*WHAT NEEDS TO BE DONE*. An exact copy of the entries is required, excluding any pictures.

# # # # # # #

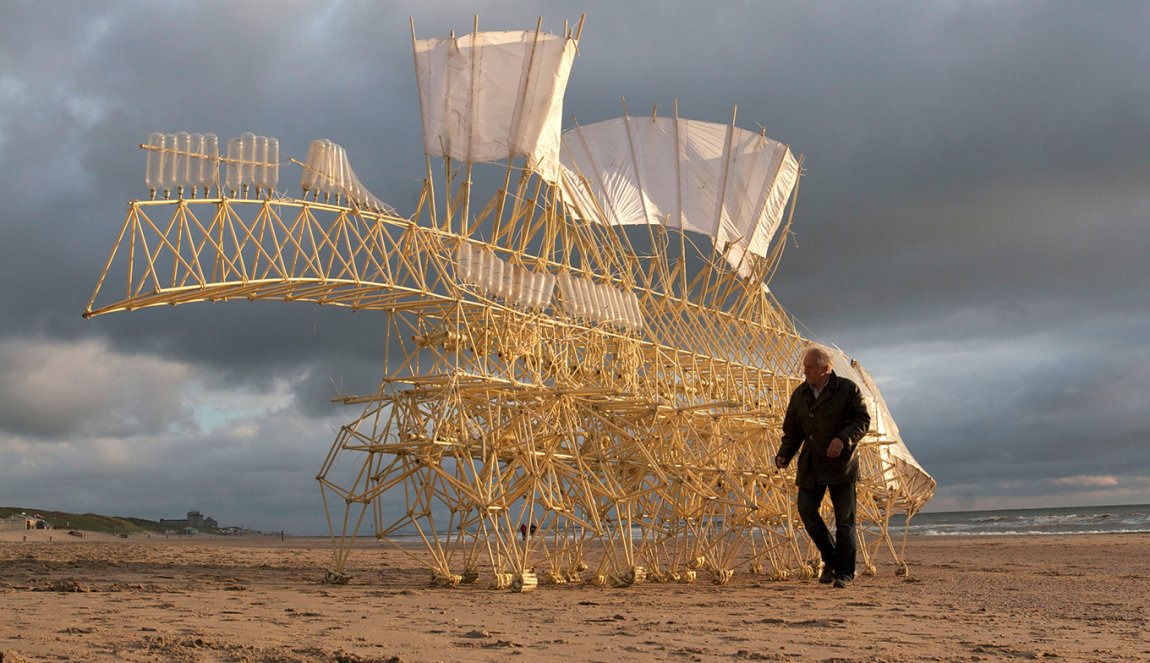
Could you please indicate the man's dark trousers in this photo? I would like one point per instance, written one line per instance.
(840, 553)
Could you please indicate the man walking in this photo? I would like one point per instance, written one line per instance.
(825, 421)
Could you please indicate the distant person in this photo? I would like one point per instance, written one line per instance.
(825, 421)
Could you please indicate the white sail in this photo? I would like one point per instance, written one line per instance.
(493, 95)
(717, 179)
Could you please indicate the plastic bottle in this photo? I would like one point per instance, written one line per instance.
(209, 161)
(153, 172)
(234, 172)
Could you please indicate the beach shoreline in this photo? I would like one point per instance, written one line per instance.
(984, 598)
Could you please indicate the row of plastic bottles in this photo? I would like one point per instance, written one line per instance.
(184, 162)
(329, 172)
(253, 163)
(600, 302)
(514, 284)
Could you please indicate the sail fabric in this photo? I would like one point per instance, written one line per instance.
(493, 95)
(901, 472)
(717, 179)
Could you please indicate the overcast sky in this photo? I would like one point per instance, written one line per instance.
(973, 225)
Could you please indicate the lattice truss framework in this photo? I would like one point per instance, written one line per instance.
(628, 447)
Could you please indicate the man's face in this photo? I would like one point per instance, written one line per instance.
(815, 374)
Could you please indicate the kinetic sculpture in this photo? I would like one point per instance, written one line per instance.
(589, 372)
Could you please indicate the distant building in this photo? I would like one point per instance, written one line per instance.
(194, 522)
(24, 522)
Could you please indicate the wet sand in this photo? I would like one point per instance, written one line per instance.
(1083, 598)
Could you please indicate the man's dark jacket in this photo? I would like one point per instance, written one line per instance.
(812, 423)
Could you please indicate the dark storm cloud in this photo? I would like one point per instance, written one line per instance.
(972, 223)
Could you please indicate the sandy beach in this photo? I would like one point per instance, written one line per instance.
(99, 598)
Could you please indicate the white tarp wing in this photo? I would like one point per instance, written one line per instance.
(493, 95)
(717, 179)
(901, 472)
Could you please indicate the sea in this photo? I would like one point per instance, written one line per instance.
(1037, 522)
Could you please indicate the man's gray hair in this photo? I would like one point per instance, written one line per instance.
(821, 354)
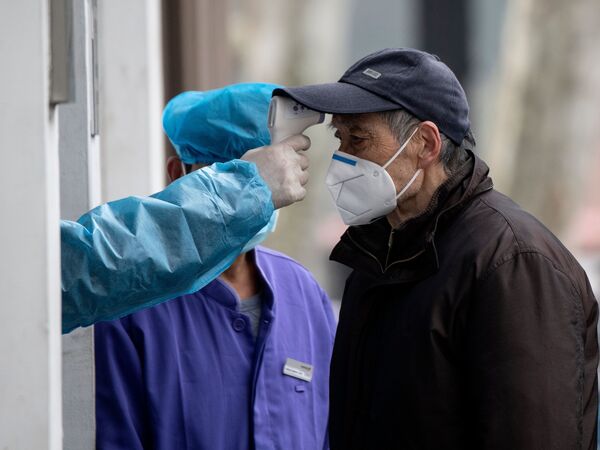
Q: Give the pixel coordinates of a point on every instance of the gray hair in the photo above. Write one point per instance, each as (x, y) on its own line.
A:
(402, 123)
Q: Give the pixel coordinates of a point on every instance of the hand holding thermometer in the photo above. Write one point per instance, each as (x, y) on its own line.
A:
(287, 118)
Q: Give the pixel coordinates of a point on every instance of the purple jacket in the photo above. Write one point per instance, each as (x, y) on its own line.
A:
(187, 374)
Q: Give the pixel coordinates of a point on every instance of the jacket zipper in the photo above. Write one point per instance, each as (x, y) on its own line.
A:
(390, 243)
(377, 260)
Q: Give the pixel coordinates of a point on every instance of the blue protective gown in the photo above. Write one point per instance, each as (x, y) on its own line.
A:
(137, 252)
(187, 374)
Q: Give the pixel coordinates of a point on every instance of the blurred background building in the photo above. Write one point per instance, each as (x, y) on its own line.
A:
(82, 89)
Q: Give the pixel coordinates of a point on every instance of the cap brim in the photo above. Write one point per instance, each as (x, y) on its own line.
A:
(338, 98)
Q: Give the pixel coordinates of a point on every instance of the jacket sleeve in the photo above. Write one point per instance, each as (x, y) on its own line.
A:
(527, 376)
(137, 252)
(121, 411)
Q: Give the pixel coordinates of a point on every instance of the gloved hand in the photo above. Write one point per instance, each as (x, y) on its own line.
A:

# # # # # # #

*ANSWER BOX*.
Could you please indicate the man's dark trousers in this photo? I would like one point per instance, written one line per instance.
(840, 553)
Could you please indicate the man walking in this photo? I would like one point per instance, written one line per instance.
(825, 421)
Could you please indicate the distant person in this photo? I would like one point per instance, written one line per instance.
(825, 421)
Could you please indicate the white sail in this photo? I would like one point per instance, written one line per instance.
(493, 95)
(717, 179)
Could you please indicate the plastic bottle in this photo? I would like one point per instance, written one line per instance.
(209, 161)
(153, 172)
(234, 172)
Could you please indicate the beach shoreline in this photo? I would like one point per instance, written one line per instance.
(984, 598)
Could you please indicate the row of plastic bottles in this photo? I would like one point per instance, written one line per instance.
(184, 162)
(329, 172)
(253, 163)
(600, 302)
(514, 284)
Could you please indicate the sail fabric in this photo? I would like one point per instance, written one line per instance.
(493, 95)
(901, 472)
(717, 179)
Could you please indicate the overcast sky in this photo? I would like one point per instance, written one line per instance.
(973, 225)
Could you please indicate the lattice truss framework in this photo? I would like one point per instance, written one line per instance.
(628, 447)
Could you please indicate the man's face in this photo? I would like one point per instance, written one line per instance.
(815, 374)
Could you please indicate the kinetic sculpture in this photo? I would like one point per instance, written one line per instance.
(589, 372)
Could you please indicate the distant building in this photo? I would like one point per instance, written one line per instance.
(194, 522)
(24, 522)
Could you please indicate the wet sand in this photo? I would like one point per instance, written one line per instance.
(1083, 598)
Could you please indicate the man's dark jacket in this photo? I would like one point per instance, written one line per instance.
(812, 423)
Could you please indicate the dark storm cloud in this photo? I would like one point per instance, written one line per instance.
(972, 223)
Could you please indicate the sandy beach in this photo? I would like one point per instance, written one line per instance.
(99, 598)
Could you please indicate the white tarp wing in this photo? I would like one point per instance, written one line per instance.
(493, 95)
(717, 179)
(901, 472)
Could you please indicate the sea in this photo? I would like one point per instance, written one line per instance.
(1037, 522)
Could you please indicate the man's gray hair in this photo? I would like one point per instance, written one line per instance.
(821, 354)
Q: Give the pixel coordinates of a point on every instance of the gray hair in the photo above. Write one point per instance, each as (x, y) on its own line.
A:
(402, 123)
Q: Give the pixel coordinates of a point on every instance of the hand holding thermometer in the photo above. Write one point per instance, each as (x, y) on its own line.
A:
(287, 118)
Q: Give the pixel coordinates of a point on every instance of the purple jacket in the photo above. Write one point per instance, each as (x, y) on its own line.
A:
(187, 374)
Q: Give the pixel coordinates of a point on every instance of the jacket zipper in the photo above. Write one point per instance, each as (x, y) on its own line.
A:
(390, 243)
(377, 260)
Q: Give the pixel coordinates of a point on every instance of the blue protective gown in the photo above. Write one point per instance, each as (x, y) on its own line.
A:
(137, 252)
(187, 374)
Q: Give the pixel coordinates of a point on every instance of the blurred background building in the photo above. Write one point per instance, each as (x, y) on its own line.
A:
(82, 89)
Q: Give the pixel coordinates of a point on every instance of the cap brim in the photo above. Write one point per instance, each as (x, y) on its own line.
A:
(338, 98)
Q: Give the pixel coordinates of a point on every instance of the jacket sleeve in the photo above. Write one point per instance, each as (x, y) on its own line.
A:
(527, 376)
(137, 252)
(121, 411)
Q: Give the pixel coordinates of a point on every instance of the gloved hand in the photo above. Write one point per instance, each as (x, y) on its own line.
A:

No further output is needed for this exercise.